#### EXTRAIT:
++++++++++

Jesse James représente le Vieux Rêve déjà déchu, et il arpente le monde tel un fantôme du passé en entraînant avec lui ses derniers compagnons. Cette petite compagnie de gueules cassées, de culs terreux, de soudards de grands chemins, enchaîne les méfaits, les vols et les pillages, toujours guidés par un Jesse prêt à raccrocher les Colts. Blasé, presque évanescent, il n’agit que pour agir, se sachant dépassé, d’un autre temps.

Après un dernier hold-up de grande volée, il choisit de se retirer avec quelques uns de ses fidèles (dont son cousin, Robert Ford) dans une de ses planques et attend. Il attend sa famille, il attend les trahisons inévitables, il attend ses tueurs, il attend la fin. Des jours et des jours, encore et encore. Au fond, voilà un homme qui se sait condamné. Voué à la mort. Et qui arpente le monde telle une âme en peine, profitant de ses derniers instants en les savourant comme un vieux sage humble.

++++++++++

#### CONSIGNE:
Dans l'extrait sur Jesse James, avec qui celui-ci se retire-t-il dans une de ses planques après son dernier hold-up ?

++++++++++

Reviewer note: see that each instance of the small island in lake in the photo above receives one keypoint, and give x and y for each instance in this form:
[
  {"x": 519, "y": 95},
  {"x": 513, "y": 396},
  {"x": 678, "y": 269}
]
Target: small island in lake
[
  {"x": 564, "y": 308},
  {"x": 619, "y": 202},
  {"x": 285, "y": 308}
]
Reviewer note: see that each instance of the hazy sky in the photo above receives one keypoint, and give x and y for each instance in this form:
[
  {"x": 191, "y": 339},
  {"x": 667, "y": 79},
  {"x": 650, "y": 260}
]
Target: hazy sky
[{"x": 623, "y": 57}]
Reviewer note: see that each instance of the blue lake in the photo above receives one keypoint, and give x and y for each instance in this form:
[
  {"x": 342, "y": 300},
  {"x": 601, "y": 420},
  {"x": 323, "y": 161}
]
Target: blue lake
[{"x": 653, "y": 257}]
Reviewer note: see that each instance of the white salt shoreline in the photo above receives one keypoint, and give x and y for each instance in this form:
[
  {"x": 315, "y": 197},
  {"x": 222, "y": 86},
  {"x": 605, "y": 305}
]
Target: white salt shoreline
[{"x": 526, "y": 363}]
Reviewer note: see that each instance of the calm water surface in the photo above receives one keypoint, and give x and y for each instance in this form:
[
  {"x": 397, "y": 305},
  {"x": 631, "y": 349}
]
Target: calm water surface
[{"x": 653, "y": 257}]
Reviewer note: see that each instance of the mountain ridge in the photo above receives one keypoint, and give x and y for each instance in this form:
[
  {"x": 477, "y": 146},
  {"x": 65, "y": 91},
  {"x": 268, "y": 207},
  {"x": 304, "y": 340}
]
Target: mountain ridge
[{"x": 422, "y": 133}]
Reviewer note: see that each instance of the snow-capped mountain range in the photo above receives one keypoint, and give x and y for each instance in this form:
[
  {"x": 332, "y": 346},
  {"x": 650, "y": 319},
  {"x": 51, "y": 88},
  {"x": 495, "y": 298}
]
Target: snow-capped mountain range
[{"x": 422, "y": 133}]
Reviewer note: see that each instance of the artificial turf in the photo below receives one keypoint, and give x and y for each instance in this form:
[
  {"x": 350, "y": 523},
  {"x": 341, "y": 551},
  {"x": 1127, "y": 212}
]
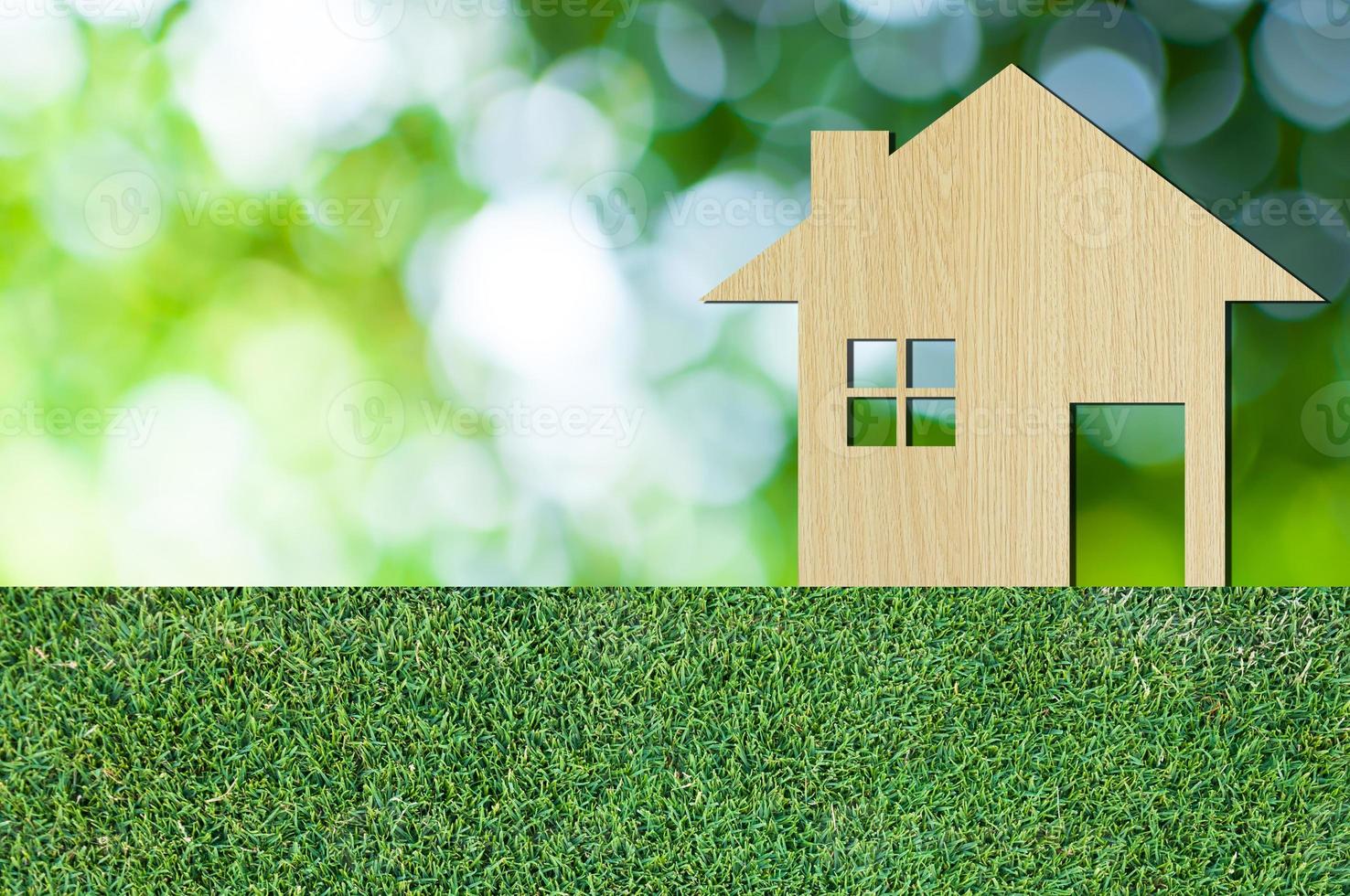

++++++++++

#### RÉPONSE COMPLÈTE:
Avec certains de ses fidèles, dont son cousin, Robert Ford.